Task directions = Display each line of the entries below that contains the string "beak", matching case exactly.

Data =
══════════════════════════════

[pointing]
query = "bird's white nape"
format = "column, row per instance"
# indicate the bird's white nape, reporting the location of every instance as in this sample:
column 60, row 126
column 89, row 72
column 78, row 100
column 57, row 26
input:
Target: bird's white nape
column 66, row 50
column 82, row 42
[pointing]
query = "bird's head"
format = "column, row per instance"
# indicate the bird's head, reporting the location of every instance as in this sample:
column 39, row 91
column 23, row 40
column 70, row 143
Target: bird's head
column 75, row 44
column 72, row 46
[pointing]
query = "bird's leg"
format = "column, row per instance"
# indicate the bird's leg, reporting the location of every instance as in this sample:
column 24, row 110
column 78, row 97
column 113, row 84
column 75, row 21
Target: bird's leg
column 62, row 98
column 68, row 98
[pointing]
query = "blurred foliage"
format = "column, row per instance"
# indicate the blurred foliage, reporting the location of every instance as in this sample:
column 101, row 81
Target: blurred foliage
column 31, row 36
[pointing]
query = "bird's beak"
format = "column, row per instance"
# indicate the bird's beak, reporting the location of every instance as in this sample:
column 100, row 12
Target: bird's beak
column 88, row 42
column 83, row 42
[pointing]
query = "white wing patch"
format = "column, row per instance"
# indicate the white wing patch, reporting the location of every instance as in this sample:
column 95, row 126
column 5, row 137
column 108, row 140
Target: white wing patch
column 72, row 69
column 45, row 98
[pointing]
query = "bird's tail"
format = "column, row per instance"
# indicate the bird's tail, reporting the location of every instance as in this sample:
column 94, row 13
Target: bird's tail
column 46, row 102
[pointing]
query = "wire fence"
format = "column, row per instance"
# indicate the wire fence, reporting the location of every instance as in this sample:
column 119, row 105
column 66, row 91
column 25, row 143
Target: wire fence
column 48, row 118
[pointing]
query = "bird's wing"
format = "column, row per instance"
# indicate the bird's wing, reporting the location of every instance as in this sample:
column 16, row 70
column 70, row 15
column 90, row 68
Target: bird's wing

══════════════════════════════

Written answer =
query = "bird's beak"
# indicate the bird's beak, reporting the location of every instance as in this sample:
Target: bird's beak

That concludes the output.